» **SOURCE DOCUMENT**

::::

Medical Malpractice Bulletin – June, 2011

You receive this newsletter because I have had prior contact with you or a member of your firm on a matter of personal injury or medical malpractice. If you wish to subscribe to or be removed from the mailing list, please call 206-915-8593 or email me. I consult with both plaintiff and defense attorneys in the fields of emergency medicine, urgent care and hospital practice.

For additional information and to view previous issues of the Medical Malpractice Bulletin, please visit www.pilchermd.com.

Charles A. Pilcher MD FACEP
chuck@pilchermd.com
206-915-8593

Perspective: Are you getting “value” from your experts?
By Charles A. Pilcher MD FACEP

I recently ran a “value calculation”on my services, using my charges for the past 20 closed cases on which I have been consulted. Fifteen cases were for plaintiff attorneys and 5 for defense attorneys. Click here to read more, including the average charges billed for those cases.

::::

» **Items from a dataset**
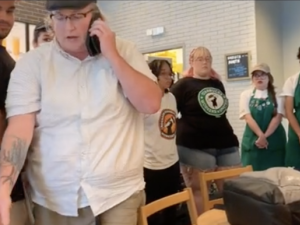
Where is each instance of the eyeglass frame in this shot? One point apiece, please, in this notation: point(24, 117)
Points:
point(71, 17)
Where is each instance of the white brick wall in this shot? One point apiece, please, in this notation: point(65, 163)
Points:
point(222, 26)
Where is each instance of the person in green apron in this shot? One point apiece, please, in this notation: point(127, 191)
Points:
point(264, 139)
point(291, 92)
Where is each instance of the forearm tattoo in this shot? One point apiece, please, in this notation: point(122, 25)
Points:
point(14, 158)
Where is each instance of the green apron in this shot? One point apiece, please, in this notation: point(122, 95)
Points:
point(261, 159)
point(293, 144)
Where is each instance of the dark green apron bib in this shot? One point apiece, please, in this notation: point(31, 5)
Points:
point(261, 159)
point(293, 144)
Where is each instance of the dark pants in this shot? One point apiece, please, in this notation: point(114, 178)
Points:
point(159, 184)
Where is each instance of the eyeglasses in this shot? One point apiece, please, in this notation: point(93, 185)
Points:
point(203, 59)
point(260, 75)
point(73, 17)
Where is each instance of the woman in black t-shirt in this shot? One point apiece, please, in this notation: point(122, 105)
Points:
point(205, 138)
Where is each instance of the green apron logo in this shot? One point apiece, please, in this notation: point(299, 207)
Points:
point(213, 101)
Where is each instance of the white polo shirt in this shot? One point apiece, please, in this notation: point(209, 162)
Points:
point(160, 135)
point(88, 145)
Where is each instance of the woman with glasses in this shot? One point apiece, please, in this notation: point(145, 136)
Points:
point(264, 139)
point(161, 166)
point(205, 138)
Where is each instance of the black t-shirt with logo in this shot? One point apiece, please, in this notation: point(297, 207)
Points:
point(6, 66)
point(203, 105)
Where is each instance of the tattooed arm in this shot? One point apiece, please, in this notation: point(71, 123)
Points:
point(16, 140)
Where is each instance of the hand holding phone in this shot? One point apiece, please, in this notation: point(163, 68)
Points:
point(93, 42)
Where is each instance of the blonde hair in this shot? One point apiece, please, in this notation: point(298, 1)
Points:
point(198, 52)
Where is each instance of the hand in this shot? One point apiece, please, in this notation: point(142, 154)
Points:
point(262, 142)
point(106, 37)
point(5, 205)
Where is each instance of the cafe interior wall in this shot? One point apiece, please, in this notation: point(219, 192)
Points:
point(277, 35)
point(222, 26)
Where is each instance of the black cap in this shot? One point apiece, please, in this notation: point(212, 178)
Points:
point(40, 26)
point(56, 5)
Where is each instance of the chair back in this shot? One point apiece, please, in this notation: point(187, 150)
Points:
point(210, 176)
point(185, 196)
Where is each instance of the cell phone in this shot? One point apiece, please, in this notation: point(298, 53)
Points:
point(92, 42)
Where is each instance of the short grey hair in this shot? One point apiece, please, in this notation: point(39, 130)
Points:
point(94, 8)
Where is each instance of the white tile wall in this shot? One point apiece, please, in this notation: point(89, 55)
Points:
point(222, 26)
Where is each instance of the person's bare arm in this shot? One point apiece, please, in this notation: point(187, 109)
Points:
point(2, 124)
point(276, 120)
point(253, 125)
point(142, 92)
point(14, 148)
point(289, 112)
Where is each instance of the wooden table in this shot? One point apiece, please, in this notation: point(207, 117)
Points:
point(213, 217)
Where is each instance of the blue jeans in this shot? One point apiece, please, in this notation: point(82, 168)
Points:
point(209, 159)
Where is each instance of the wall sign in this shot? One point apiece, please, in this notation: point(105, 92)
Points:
point(238, 66)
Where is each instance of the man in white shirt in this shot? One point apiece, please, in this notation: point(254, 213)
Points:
point(83, 118)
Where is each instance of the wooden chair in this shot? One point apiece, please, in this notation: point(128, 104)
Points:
point(205, 177)
point(158, 205)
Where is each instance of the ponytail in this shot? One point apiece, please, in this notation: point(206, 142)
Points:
point(272, 93)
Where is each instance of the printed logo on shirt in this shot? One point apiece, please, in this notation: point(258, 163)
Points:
point(167, 124)
point(213, 101)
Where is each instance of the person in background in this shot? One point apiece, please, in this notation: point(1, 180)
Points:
point(264, 139)
point(161, 167)
point(83, 118)
point(19, 213)
point(41, 34)
point(291, 93)
point(205, 138)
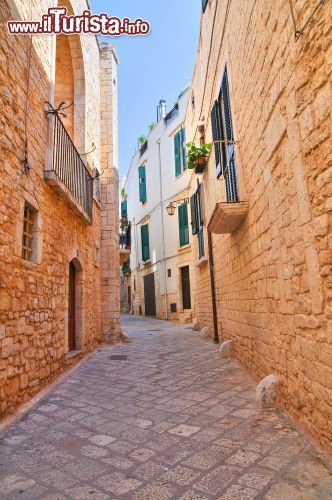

::::

» **ASSIGNMENT**
Say whether each statement below agrees with the June 2011 malpractice bulletin, giving yes or no and quoting the words of the bulletin that decide it.
1. The consultant works with both plaintiff and defense attorneys.
2. Most of the 20 closed cases in the value calculation were for defense attorneys.
3. Earlier issues of the bulletin can be viewed at www.pilchermd.com.

» **SOLUTION TO THIS PROBLEM**
1. Yes: "I consult with both plaintiff and defense attorneys"
2. No: "Fifteen cases were for plaintiff attorneys and 5 for defense attorneys."
3. Yes: "to view previous issues of the Medical Malpractice Bulletin, please visit www.pilchermd.com."